In Virginia, the GOP stumbles (Washington Post)

Just a short while ago, Virginia Republicans has reason to believe their political future was getting brighter.

Those hopes didn’t survive the spring.

Let’s go back to those heady days, just a month or so ago, when Republicans seemed to be getting out of their own way for the first time in years. Scandals and embarrassment swirled around and almost consumed their Democratic counterparts. The General Assembly session was broadly successful. And a touch of diversity appeared in the ranks of GOP legislative candidates.

And President Trump’s legal perils, while nowhere near being over, have become less overwhelming. For Virginia Republicans, some of whom paid a high price for sharing a party label with the president, even a small reprieve from his problems is most welcome.

Yep, things were looking fairly good. Not perfect. But orders of magnitude better than they were on election night 2018, when Corey A. Stewart was finally dispatched in the Senate race and three Republican House incumbents lost their reelection bids.

But there are a few recent signs that the good times are over.

-----

> **ASSIGNMENT 1**:
Answer these questions from the excerpt on Virginia Republicans.
(a) How does the excerpt describe the General Assembly session?
(b) In what race was Corey A. Stewart dispatched on election night 2018?
(c) How many Republican House incumbents lost their reelection bids that night?
> **ASSIGNMENT 2**: Output an exact copy of the part of the excerpt on Virginia Republicans that starts at the words "And President Trump’s" and ends after the words "is most welcome.".
> **ASSIGNMENT 3**: According to the excerpt on Virginia Republicans, why is even a small reprieve from President Trump's problems most welcome to Virginia Republicans? Answer in one to three sentences.

-----

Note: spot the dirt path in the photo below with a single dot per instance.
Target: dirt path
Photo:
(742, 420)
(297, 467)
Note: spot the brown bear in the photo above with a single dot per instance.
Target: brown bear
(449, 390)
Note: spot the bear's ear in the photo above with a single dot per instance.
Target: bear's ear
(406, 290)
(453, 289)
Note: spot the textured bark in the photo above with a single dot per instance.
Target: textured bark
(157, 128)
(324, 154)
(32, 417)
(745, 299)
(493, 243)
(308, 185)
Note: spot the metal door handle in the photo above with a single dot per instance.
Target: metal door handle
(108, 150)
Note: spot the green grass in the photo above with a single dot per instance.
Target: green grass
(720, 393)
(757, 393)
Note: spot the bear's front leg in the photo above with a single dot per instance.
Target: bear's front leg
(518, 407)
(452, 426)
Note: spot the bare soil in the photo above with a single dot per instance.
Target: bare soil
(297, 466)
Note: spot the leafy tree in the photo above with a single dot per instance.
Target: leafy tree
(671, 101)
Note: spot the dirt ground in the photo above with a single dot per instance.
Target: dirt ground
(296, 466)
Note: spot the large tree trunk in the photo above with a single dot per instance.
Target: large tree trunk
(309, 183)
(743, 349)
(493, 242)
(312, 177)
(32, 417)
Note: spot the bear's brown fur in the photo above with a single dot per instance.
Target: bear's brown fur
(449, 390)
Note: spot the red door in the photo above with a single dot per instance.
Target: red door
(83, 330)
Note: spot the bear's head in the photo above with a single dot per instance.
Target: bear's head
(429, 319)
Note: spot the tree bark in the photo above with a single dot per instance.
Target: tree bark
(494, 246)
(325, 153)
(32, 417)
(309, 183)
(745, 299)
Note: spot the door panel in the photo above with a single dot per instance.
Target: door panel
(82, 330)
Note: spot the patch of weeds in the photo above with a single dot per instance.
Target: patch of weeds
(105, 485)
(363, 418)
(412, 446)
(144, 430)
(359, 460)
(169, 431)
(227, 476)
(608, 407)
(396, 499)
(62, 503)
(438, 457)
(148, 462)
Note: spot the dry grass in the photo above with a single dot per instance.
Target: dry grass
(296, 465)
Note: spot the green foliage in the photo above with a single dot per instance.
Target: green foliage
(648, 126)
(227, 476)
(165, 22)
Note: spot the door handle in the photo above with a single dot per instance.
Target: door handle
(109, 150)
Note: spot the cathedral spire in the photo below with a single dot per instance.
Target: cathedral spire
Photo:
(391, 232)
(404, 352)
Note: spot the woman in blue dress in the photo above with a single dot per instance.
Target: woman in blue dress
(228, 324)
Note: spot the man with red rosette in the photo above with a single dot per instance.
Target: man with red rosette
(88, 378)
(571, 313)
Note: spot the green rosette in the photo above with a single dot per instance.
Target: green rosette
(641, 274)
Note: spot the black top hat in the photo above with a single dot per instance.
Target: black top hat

-----

> **TASK SOLUTION 1**:
(a) Broadly successful.
(b) The Senate race.
(c) Three.

> **TASK SOLUTION 2**:
And President Trump’s legal perils, while nowhere near being over, have become less overwhelming. For Virginia Republicans, some of whom paid a high price for sharing a party label with the president, even a small reprieve from his problems is most welcome.

> **TASK SOLUTION 3**: Some Virginia Republicans paid a high price for sharing a party label with the president. Even a small reprieve from his problems is therefore most welcome to them.